Single by Wretch 32 featuring Etta Bond

from the album Black and White
- Released: 11 December 2011
- Recorded: 2011
- Genre: Hip hop; R&B;
- Length: 3:38 (single version); 5:07 (album version);
- Label: Ministry of Sound; Levels;
- Songwriters: Jermaine Scott; Timothy McKenzie;
- Producer: Labrinth

Wretch 32 singles chronology
| "Teardrop" (2011) | "Forgiveness" (2011) | "Stylechanger" (2012) |

Etta Bond singles chronology
|  | "Forgiveness" (2011) | "Playing with Fire" (2012) |

= Forgiveness (Wretch 32 song) =

"Forgiveness" is a single from Tottenham-born rapper Wretch 32 that appears on his second album Black and White and features vocals from British and Odd Child Recordings-signed singer Etta Bond. The lyrical content on the song follows Wretch asking forgiveness of those around him as he attempts to pursue his dream – including his son. Cited as his favourite track from the album, the song was selected as the fourth single to see release in the United Kingdom and was released as a digital download on 11 December 2011. The track was edited for the official release, removing the first minute of the track in which producer Labrinth sings his version of the chorus.

==Background==
Speaking of the track, Wretch described it as "one of [those] tracks where I really spell it out a lot about my Mum and Grandad, it's me asking for forgiveness as I chase my dream". "Forgiveness" was initially recorded in early 2011, following the number-five debut of the album's lead single "Traktor".

The demo, which leaked briefly in March featured vocals from Scottish singer/songwriter Emeli Sandé. The track was then re-recorded by Wretch 32 during the year to feature vocals from Etta Bond, a British singer signed to the producer of the track, Labrinth's, record label Odd Child Recordings. During an appearance on BBC Radio 1's Chart Show, Wretch 32 told host Reggie Yates that the collaboration came about following contact between Wretch and Bond via Myspace.

- _Dataset excerpt_:
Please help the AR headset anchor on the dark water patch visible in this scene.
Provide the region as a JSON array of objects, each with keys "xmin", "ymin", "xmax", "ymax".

- _Goal of the exercise_:
Render this sentence from the article about the song "Forgiveness" in Spanish: "The track was edited for the official release, removing the first minute of the track in which producer Labrinth sings his version of the chorus."

- _Result for this task_:
La canción fue editada para el lanzamiento oficial, eliminando el primer minuto de la pista en el que el productor Labrinth canta su versión del estribillo.